● **PROBLEM**
The word "truck" marks the lines to find; copy every such line from the data below.

[Source data]
== == ==

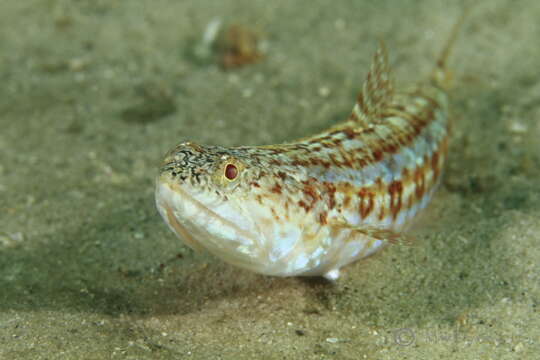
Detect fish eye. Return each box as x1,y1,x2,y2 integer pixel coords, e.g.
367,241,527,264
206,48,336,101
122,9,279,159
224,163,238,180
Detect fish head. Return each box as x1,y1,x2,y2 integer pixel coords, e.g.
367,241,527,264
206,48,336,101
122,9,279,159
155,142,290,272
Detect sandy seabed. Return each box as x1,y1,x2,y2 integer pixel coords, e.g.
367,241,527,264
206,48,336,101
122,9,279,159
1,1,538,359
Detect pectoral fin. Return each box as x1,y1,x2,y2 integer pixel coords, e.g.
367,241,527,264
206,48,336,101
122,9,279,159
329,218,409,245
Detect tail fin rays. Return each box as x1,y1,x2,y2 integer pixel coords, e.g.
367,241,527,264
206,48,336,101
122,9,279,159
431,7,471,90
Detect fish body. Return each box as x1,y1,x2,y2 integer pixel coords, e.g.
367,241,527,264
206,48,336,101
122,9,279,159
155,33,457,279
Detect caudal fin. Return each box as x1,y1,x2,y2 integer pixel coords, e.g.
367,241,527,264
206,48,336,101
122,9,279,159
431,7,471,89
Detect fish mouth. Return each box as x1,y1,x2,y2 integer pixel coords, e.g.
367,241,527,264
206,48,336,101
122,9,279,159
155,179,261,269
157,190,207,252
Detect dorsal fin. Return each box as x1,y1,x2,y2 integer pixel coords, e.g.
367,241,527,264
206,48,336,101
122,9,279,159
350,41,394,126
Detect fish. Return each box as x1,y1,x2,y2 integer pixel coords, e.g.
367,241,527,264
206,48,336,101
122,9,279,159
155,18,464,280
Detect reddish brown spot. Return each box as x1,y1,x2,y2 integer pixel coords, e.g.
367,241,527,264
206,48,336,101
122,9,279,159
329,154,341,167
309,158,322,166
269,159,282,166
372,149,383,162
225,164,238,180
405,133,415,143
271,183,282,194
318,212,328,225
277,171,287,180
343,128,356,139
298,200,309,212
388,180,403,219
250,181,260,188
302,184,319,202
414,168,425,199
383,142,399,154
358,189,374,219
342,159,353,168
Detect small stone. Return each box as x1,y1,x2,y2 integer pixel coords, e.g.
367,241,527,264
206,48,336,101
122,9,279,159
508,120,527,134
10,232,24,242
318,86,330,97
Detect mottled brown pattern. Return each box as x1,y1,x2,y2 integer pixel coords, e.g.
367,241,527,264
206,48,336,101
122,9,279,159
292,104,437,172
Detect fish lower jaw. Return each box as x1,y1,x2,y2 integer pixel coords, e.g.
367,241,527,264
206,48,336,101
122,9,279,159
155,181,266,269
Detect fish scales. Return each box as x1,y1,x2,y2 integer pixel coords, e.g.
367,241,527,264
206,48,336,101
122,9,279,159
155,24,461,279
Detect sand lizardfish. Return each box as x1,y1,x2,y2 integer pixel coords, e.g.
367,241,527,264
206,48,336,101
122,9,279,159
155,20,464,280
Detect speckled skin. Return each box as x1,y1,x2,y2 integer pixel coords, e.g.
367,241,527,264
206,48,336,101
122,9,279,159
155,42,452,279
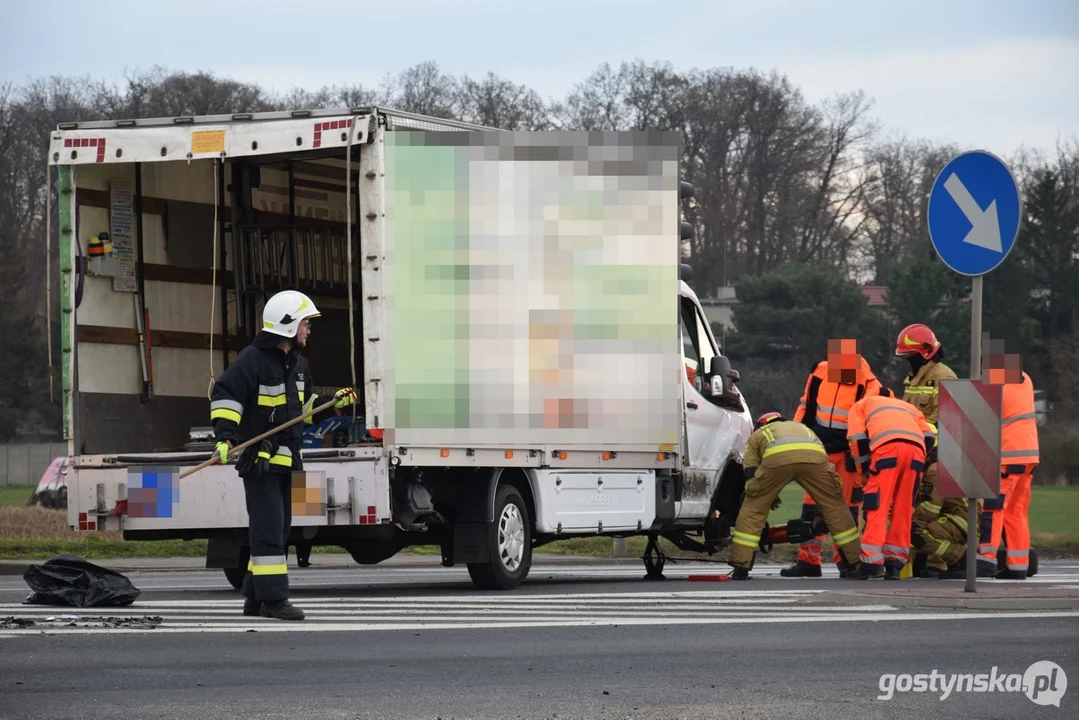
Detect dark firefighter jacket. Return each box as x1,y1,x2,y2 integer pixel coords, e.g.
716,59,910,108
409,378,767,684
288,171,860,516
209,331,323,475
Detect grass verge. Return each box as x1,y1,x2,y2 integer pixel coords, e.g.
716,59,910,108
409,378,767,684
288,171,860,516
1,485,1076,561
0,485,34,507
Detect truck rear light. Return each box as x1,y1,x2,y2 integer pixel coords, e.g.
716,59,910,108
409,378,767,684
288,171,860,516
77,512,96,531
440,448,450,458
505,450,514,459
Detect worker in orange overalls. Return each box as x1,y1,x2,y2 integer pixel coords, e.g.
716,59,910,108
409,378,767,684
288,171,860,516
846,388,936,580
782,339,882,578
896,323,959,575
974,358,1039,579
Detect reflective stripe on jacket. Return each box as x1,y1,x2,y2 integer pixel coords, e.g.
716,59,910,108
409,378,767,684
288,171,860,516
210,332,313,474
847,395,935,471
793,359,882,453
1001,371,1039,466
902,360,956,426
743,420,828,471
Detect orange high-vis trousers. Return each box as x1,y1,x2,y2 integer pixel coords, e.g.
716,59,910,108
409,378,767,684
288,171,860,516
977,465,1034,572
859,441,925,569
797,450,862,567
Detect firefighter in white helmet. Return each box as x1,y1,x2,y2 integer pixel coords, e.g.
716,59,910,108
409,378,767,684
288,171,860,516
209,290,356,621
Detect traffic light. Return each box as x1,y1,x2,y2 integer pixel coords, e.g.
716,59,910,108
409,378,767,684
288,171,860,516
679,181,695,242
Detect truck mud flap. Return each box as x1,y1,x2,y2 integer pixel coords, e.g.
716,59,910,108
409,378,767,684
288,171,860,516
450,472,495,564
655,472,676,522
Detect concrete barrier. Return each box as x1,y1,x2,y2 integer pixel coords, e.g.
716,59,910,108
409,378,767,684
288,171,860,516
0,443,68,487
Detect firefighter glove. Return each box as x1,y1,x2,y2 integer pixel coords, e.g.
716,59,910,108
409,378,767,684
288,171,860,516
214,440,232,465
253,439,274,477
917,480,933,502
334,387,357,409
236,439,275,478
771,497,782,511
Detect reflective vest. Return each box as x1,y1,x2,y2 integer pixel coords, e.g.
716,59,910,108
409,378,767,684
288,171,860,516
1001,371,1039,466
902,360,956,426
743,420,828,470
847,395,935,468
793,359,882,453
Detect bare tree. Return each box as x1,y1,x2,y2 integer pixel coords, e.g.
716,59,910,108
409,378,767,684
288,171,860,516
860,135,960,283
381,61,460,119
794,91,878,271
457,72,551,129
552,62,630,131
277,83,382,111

== == ==

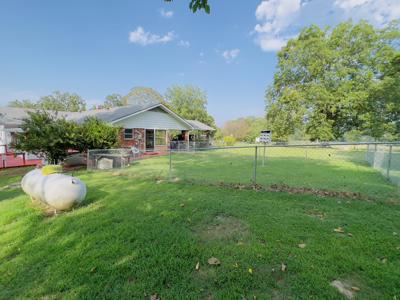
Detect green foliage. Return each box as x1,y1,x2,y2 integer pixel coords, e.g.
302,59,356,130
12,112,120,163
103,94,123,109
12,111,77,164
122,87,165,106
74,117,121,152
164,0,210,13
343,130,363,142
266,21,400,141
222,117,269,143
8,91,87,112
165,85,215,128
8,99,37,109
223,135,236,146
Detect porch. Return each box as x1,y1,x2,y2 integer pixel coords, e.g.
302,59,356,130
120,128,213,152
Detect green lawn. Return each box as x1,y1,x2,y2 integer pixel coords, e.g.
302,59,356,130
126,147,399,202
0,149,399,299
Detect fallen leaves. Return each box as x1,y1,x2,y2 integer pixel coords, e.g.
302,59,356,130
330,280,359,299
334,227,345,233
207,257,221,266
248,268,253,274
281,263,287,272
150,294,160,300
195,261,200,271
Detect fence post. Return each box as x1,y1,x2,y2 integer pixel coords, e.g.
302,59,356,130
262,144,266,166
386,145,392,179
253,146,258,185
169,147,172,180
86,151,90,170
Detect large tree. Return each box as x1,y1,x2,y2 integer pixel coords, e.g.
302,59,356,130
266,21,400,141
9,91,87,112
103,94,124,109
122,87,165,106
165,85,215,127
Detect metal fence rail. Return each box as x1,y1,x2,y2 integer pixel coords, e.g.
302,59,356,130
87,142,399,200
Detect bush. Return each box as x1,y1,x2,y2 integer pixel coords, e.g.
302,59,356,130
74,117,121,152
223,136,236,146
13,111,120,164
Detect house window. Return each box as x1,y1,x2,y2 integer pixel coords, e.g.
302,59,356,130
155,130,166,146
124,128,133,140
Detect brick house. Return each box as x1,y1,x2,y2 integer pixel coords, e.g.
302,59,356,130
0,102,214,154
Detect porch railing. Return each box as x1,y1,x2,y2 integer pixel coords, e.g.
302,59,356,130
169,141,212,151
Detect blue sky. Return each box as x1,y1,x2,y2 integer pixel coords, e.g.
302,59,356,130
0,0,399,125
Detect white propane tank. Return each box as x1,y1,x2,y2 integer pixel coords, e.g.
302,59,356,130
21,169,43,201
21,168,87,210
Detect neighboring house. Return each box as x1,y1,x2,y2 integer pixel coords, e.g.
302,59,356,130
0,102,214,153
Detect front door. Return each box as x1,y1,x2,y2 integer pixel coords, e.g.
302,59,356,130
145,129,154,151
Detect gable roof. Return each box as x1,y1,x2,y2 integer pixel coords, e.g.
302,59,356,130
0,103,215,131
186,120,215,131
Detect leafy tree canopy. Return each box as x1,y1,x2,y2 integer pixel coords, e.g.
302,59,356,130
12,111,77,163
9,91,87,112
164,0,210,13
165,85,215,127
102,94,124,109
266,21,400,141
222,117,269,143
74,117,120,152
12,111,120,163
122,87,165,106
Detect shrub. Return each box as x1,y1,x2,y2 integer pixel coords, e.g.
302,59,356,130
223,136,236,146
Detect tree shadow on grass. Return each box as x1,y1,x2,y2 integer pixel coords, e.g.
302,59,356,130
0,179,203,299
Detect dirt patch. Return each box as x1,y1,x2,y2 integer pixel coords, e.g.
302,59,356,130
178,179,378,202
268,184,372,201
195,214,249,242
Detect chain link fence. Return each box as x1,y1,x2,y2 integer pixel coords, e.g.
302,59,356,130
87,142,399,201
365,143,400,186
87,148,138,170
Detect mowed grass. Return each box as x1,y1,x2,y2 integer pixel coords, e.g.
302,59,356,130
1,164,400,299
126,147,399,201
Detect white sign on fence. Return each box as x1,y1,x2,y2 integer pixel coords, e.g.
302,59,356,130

== == ==

● **ANSWER TO THE EXERCISE**
Detect truck rear light. Return each box as x1,y1,x2,y2 integer pixel coords, e.g.
Detect truck mud flap. Return each box as x1,y1,x2,y2 integer pixel coords, e.g.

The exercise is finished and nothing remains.